* _Task to complete_
Copy the passage about Rick's chromosomes word for word, from "Rick was conceived" up to and including "chromosome 1 (Catherine’s).".

* _Extracted text_
Rick was conceived when a sperm cell from his father, Aldo, met the egg cell of his mother, Catherine, in a dark, dank place. Rick’s entire genome, all 23 pairs of chromosomes (assuming he is not the victim of a severe chromosomal abnormality, such as a trisomy), comes from his mom and dad in a 50:50 ratio. For each pair of chromosome he possesses, one chromosome is Aldo’s, the other is Catherine’s. You can imagine a brain cell of Rick’s with, inside, a little blue chromosome 1 (Aldo’s) next to a little pink chromosome 1 (Catherine’s).
When Rick hit puberty, he started producing sperm. As mentioned above, a sperm cell only has half of the total genetic make-up as any other cell, so some of Rick’s genetic material had to go. It was a tearful farewell as Aldo’s blue chromosome 1 was pulled away from Catherine’s pink chromosome 1. Each ended up in a different sperm cell. The same goes for every chromosome pair, so that each of Rick’s sperm cells contains a random mixture of chromosomes from Aldo and chromosomes from Catherine. The combinations are nearly endless.

* _Extracted information_
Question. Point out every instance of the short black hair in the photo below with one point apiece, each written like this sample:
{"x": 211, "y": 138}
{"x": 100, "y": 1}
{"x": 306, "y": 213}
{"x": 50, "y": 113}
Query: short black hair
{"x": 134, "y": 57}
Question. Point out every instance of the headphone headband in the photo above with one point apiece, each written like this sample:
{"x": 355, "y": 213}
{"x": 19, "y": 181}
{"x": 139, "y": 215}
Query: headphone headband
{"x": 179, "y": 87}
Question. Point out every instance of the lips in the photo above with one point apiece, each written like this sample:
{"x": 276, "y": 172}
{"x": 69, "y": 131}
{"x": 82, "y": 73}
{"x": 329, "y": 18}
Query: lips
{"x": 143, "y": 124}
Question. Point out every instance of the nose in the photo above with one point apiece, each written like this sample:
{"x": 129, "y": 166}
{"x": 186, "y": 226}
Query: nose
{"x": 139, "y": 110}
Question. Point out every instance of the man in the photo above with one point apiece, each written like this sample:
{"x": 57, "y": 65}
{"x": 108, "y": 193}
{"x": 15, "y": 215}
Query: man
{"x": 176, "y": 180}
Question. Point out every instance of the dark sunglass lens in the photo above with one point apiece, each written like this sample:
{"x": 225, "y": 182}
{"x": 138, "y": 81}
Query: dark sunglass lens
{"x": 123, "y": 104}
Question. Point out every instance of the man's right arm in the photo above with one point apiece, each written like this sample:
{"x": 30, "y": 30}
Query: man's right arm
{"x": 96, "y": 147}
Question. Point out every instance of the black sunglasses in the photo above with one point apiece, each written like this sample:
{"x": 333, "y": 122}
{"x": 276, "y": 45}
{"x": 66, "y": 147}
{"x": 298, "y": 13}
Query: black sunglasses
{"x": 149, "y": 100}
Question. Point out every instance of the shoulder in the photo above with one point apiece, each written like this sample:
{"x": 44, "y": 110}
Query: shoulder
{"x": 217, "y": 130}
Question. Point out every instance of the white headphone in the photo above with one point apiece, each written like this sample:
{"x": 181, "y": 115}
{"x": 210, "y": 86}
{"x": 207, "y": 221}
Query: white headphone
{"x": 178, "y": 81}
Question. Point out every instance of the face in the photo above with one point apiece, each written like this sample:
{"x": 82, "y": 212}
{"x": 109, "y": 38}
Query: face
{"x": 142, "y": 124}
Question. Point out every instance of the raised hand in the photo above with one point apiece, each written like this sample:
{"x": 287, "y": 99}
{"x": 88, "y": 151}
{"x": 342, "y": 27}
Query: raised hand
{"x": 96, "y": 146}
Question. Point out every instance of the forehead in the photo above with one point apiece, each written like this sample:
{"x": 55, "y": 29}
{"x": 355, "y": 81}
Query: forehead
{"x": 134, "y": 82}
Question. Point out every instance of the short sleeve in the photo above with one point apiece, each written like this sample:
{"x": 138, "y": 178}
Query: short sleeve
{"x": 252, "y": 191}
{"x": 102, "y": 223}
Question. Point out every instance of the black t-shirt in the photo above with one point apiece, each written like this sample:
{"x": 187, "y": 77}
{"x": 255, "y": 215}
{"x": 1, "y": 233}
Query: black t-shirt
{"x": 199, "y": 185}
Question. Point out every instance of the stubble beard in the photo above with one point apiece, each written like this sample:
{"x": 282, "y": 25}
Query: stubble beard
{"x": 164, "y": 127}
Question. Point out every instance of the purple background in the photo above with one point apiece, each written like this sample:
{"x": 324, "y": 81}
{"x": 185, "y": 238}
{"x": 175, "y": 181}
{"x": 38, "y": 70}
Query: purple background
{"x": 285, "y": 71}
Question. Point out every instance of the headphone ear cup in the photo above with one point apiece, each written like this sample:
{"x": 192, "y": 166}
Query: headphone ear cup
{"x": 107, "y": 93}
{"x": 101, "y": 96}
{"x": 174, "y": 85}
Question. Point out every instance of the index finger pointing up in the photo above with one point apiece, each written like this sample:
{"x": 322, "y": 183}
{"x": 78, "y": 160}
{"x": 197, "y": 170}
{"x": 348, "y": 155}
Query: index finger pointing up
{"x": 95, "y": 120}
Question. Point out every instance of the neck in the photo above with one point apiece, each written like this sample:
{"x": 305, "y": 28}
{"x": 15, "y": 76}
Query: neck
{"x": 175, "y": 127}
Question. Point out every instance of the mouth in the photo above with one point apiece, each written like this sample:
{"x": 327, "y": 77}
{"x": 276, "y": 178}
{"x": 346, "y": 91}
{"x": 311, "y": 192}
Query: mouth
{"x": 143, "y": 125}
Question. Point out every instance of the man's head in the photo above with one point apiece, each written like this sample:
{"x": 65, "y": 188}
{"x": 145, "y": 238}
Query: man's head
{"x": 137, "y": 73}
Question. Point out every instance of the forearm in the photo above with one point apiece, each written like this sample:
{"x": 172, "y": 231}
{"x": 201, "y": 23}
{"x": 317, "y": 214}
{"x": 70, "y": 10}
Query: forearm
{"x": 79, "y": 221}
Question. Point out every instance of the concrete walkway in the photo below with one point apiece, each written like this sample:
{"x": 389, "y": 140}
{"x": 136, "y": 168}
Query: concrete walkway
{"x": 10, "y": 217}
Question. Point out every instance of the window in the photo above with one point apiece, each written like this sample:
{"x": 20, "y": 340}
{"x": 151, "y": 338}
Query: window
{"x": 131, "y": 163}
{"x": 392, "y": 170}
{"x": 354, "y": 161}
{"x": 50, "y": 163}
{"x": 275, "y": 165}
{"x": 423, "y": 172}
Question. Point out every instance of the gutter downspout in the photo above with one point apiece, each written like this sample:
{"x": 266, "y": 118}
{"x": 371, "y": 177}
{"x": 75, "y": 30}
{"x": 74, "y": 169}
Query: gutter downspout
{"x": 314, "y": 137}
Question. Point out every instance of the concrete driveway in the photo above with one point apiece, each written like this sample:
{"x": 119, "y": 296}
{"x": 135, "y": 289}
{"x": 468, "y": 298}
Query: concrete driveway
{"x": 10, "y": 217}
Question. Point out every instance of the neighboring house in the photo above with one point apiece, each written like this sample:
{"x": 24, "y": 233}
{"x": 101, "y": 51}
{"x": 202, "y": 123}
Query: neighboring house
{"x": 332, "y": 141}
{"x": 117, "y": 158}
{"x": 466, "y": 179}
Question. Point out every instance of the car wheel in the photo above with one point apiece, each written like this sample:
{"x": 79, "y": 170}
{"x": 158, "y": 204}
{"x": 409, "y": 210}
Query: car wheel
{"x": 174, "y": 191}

* _Answer below_
Rick was conceived when a sperm cell from his father, Aldo, met the egg cell of his mother, Catherine, in a dark, dank place. Rick’s entire genome, all 23 pairs of chromosomes (assuming he is not the victim of a severe chromosomal abnormality, such as a trisomy), comes from his mom and dad in a 50:50 ratio. For each pair of chromosome he possesses, one chromosome is Aldo’s, the other is Catherine’s. You can imagine a brain cell of Rick’s with, inside, a little blue chromosome 1 (Aldo’s) next to a little pink chromosome 1 (Catherine’s).